Source text =
------------------------------------------------------------------------

CE Learning Objectives
Following this presentation, participants will be able to:
- Describe four common ways that components of extreme emotions in mind, body, and behavior can interfere with responsiveness to mindfulness training. Describe how mental, physiological, and behavioral elements of extreme emotion can be transformed, with practice, into adaptive mindful responding even during extreme states of emotion using the adapted META training program for teaching mindfulness
- Practice brief exercises, including brief guided meditations and experiential demonstrations, that support the deconstruction of extreme emotional states into the four objects of awareness that are the focus of the modules of the META program adaptation of MBSR and MBCT
- Describe four ways that the META program curriculum elements support people in cueing adaptive intra-personal relating marked by friendliness, compassion, and freedom vs maladaptive habits of critical and hostile control that only increase stress physiology
- Describe the “WHO do I want to be now?” tool from the META program and how it is used to support people in knowing: (A) “WHAT” of 4 objects is getting attention during extreme emotion states; (B) “HOW” one is relating with the objects that comprise extreme emotion; (C) “OUTCOME”: What is outcome of these covert behaviors
About the Presenter
Chris Molnar, Ph.D., obtained her Ph.D. degree in Clinical Psychology and Psychophysiology from The Pennsylvania State University. Her post-doctoral fellowship training was in traumatic stress, brain imaging and stimulation at the Medical University of South Carolina. After this she trained at the International Center for Mindfulness (CFM) to teach Mindfulness-based stress reduction (MBSR). She has adapted the CFM’s MBSR program to teach highly distressed and stressed people mindfulness, emotion management, and relationship enhancement. She is President of the Mindful Exposure Therapy for Anxiety and Psychological Wellness Center, Inc. (META Center: www.meta4stress.com). At META Center, she integrates Cognitive-Behavior Therapy (CBT) with other forms of psychotherapy. Her work is guided by ongoing developments in functional and cognitive neuroscience, emotion and motivation, and other areas of inquiry into how humans learn optimally to maintain and apply healthy habits during states of threat and challenge. Before founding META Center in 2007, Dr. Molnar worked as a clinical investigator supported by grants from the National Institute of Health (NIH) and other funding agencies. For a full list of her scientific contributions, popular press articles, and select professional presentations visit www.meta4stress.com. Here you will find Dr. Molnar’s full credentials under the Resources tab.
This presentation is intended for mental health professionals, researchers, and graduate students. The instructional level of this presentation is intermediate and formal training in teaching mindfulness is not required of attendees.
Philadelphia Behavior Therapy Association is approved by the American Psychological Association to sponsor continuing education for psychologists. Philadelphia Behavior Therapy Association maintains responsibility for this program and its content.
This program provides four (4) hours of CE credits. PBTA is also an authorized provider for CE credits for Professional Counselors, Marriage and Family Therapists, and Clinical Social Workers licensed in the state of Pennsylvania.
Full attendance is required to obtain CE credits for this program. APA guidelines do not permit PBTA to issue partial CE credits. No refunds are provided for CE programs. No exceptions allowed.

------------------------------------------------------------------------

Stored data entries:
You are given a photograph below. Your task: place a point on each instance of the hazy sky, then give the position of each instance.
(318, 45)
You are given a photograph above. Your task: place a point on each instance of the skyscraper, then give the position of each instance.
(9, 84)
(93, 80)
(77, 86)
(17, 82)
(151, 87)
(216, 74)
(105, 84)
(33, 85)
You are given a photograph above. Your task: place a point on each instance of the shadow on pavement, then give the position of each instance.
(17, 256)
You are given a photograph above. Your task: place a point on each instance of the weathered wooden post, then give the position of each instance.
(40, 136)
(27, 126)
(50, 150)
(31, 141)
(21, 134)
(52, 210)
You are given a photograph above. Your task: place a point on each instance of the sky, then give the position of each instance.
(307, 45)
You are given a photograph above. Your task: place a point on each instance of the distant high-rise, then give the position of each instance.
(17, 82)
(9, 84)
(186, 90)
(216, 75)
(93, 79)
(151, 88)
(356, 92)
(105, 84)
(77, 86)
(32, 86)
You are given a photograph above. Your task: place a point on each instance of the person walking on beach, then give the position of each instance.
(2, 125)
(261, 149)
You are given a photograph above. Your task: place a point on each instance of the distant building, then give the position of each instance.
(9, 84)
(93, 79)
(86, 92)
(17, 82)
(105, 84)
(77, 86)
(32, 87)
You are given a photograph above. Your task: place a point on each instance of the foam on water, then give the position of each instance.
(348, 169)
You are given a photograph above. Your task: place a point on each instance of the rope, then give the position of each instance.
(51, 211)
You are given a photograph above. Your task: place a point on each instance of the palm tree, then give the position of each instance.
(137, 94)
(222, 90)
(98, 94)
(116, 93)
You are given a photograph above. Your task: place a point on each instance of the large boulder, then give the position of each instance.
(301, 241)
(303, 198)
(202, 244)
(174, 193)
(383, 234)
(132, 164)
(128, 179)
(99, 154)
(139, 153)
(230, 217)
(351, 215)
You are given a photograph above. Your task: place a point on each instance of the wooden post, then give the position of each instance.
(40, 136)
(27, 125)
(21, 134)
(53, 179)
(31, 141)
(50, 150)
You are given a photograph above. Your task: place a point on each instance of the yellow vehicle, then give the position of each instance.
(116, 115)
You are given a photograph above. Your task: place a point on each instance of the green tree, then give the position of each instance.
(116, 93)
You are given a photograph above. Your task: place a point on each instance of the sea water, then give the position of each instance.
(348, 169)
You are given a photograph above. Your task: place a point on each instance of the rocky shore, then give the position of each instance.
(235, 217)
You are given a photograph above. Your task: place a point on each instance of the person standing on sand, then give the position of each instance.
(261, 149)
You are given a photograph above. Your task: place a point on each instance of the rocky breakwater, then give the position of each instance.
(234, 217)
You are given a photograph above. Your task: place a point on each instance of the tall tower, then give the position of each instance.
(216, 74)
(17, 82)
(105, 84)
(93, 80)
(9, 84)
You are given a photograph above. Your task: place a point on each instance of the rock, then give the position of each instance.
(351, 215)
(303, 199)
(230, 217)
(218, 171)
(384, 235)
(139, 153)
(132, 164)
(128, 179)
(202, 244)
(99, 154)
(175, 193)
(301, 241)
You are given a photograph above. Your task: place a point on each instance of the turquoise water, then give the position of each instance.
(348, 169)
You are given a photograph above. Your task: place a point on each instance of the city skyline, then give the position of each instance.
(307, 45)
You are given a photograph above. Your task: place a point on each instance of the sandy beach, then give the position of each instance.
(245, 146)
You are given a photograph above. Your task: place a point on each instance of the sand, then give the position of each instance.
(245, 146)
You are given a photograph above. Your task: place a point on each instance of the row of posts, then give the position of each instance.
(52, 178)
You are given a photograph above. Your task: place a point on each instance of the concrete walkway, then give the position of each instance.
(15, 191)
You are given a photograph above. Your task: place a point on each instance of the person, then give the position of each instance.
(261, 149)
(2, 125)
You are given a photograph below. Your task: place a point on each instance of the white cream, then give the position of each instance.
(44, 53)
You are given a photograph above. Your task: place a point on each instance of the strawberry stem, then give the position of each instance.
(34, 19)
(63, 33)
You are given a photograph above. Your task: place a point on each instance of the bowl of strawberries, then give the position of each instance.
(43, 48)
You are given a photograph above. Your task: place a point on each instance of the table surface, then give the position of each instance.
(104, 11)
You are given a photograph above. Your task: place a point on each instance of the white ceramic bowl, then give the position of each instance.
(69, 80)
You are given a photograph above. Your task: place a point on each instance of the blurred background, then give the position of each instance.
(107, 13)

------------------------------------------------------------------------

Apply what you read =
**1)** Using the CE program description, answer the following:
(a) At which institution did Chris Molnar complete her post-doctoral fellowship training?
(b) How many hours of CE credits does this program provide?
(c) In what year was META Center founded?
**2)** From the CE program description, copy down the text from "This program provides" up to and including "state of Pennsylvania.".
**3)** State whether each statement agrees with the CE program description. Answer yes or no and quote the words that decide it.
(a) Attendees must have formal training in teaching mindfulness.
(b) PBTA may issue partial CE credits to attendees who leave early.
(c) Chris Molnar trained at the International Center for Mindfulness to teach MBSR.

Answers to the problems =
**1)**
(a) The Medical University of South Carolina
(b) Four (4) hours
(c) 2007

**2)**
This program provides four (4) hours of CE credits. PBTA is also an authorized provider for CE credits for Professional Counselors, Marriage and Family Therapists, and Clinical Social Workers licensed in the state of Pennsylvania.

**3)**
(a) No: "formal training in teaching mindfulness is not required of attendees"
(b) No: "APA guidelines do not permit PBTA to issue partial CE credits"
(c) Yes: "she trained at the International Center for Mindfulness (CFM) to teach Mindfulness-based stress reduction (MBSR)"